* _DIRECTIONS FOR THIS TASK_
Your task is to repeat the listing exactly.

* _Location annotation dataset excerpts_

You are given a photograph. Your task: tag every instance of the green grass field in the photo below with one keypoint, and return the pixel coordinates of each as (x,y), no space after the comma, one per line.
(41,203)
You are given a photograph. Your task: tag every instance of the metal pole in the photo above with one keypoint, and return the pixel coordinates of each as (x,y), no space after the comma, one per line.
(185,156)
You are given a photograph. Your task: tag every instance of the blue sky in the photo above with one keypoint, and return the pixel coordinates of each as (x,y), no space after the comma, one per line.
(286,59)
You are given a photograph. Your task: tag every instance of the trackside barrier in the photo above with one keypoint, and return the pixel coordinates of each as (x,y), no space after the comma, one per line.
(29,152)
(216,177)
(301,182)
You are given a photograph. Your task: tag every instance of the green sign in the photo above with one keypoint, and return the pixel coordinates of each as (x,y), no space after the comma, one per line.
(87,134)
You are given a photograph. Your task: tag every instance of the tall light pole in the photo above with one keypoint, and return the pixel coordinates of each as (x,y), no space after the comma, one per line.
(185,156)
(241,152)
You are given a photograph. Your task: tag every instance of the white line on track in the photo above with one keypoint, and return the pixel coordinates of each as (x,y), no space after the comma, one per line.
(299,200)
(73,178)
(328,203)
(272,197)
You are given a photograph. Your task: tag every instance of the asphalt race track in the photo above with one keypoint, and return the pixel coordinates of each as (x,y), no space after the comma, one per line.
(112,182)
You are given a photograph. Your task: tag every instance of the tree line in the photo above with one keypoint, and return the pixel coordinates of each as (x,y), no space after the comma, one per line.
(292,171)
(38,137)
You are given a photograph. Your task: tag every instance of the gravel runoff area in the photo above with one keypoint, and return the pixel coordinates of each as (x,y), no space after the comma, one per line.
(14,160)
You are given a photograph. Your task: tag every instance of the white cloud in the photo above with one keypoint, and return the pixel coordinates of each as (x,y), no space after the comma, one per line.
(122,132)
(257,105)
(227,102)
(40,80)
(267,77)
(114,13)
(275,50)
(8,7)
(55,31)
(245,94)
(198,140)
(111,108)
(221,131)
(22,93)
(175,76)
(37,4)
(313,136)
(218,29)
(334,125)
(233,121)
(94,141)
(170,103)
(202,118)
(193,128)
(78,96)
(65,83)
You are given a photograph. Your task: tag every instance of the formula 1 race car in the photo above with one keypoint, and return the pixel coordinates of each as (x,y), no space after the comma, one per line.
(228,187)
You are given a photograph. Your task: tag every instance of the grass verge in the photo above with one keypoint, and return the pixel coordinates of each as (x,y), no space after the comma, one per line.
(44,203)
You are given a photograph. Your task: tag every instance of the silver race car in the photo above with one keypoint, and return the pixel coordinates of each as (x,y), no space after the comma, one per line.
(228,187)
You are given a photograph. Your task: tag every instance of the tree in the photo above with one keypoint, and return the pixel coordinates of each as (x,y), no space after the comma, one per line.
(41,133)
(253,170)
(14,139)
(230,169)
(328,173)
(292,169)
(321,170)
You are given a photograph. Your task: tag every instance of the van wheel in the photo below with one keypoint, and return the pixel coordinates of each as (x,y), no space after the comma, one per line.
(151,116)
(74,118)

* _WORKED ANSWER_
You are given a photograph. Your task: tag every instance of the green grass field in the photo below with one keypoint, and return the pixel coordinates of each as (x,y), no space after the comma, one per line.
(41,203)
You are given a photograph. Your task: tag every instance of the metal pole in the photo above with one keypoint, and return the pixel coordinates of each as (x,y), no space after the comma, one per line.
(185,156)
You are given a photograph. Your task: tag every instance of the blue sky in the photo above with one keypoint, and return the pixel coordinates of each as (x,y), no space after the comma, one per line.
(286,59)
You are given a photograph. Your task: tag every instance of the trackside barrier in the photo above with one keypoint, and return the pixel coordinates of each as (x,y), no space after the comma, one per line.
(29,152)
(216,177)
(301,182)
You are given a photograph. Your task: tag every instance of the green sign in the photo above with one keypoint, and return the pixel coordinates of each as (x,y), no space after the comma, one per line.
(87,134)
You are given a photograph. Your task: tag every instance of the tall light pole in the photo above with one keypoint, and return the pixel coordinates of each as (x,y), no space after the comma, one per line.
(185,156)
(241,152)
You are given a photograph. Your task: tag every instance of the white line on track in the photo above with one keypoint, and return the pixel coordinates of each as (x,y), no space after the comma, one per line.
(299,200)
(73,178)
(328,203)
(272,197)
You are given a photograph. Your task: tag every instance of the asphalt race track in the photo above with one keypoint, and return the pixel coordinates of each as (x,y), no space after the comma, one per line.
(112,182)
You are given a photograph. Your task: tag every instance of the tree line in the photo above with one keypoint, and return the pixel coordinates of each as (x,y), no space after the comma, one per line.
(292,171)
(38,137)
You are given a photograph. Your task: tag every instance of the gravel runoff area in the photo above with one keypoint, and return the pixel coordinates of each as (x,y), no space after the comma, one per line.
(14,160)
You are given a photograph. Your task: tag every instance of the white cloud in the photo above with one keypoint, and return the pixel coordinates of each as (x,y), no space after the comma, one per line.
(122,132)
(257,105)
(227,102)
(40,80)
(267,77)
(114,13)
(275,50)
(8,7)
(55,31)
(245,94)
(198,140)
(111,108)
(221,131)
(22,93)
(175,76)
(37,4)
(313,136)
(218,29)
(334,125)
(233,121)
(94,141)
(170,103)
(202,118)
(193,128)
(78,96)
(65,83)
You are given a photograph. Your task: tag every instance of the formula 1 race car in the photo above with one keypoint, and return the pixel coordinates of each as (x,y), no space after the comma, one per line.
(228,187)
You are given a photograph. Your task: tag every instance of the grass verge in the photo above with one keypoint, and return the pixel coordinates of each as (x,y), no space after the comma, one per line.
(44,203)
You are given a photograph. Your task: tag every instance of the silver race car in the photo above with one keypoint, and return the pixel coordinates of each as (x,y), no space after the comma, one per line.
(228,187)
You are given a photograph. Your task: tag every instance of the tree in the photo above with one keypoint, and return the pixel coordinates of each as (x,y), no space after the comma, one per line.
(41,133)
(253,170)
(14,139)
(230,169)
(328,173)
(292,169)
(321,170)
You are given a photograph. Your task: tag every instance of the van wheel in the photo below with one keypoint, and return the pixel coordinates of each as (x,y), no space after the comma, one per line.
(151,116)
(74,118)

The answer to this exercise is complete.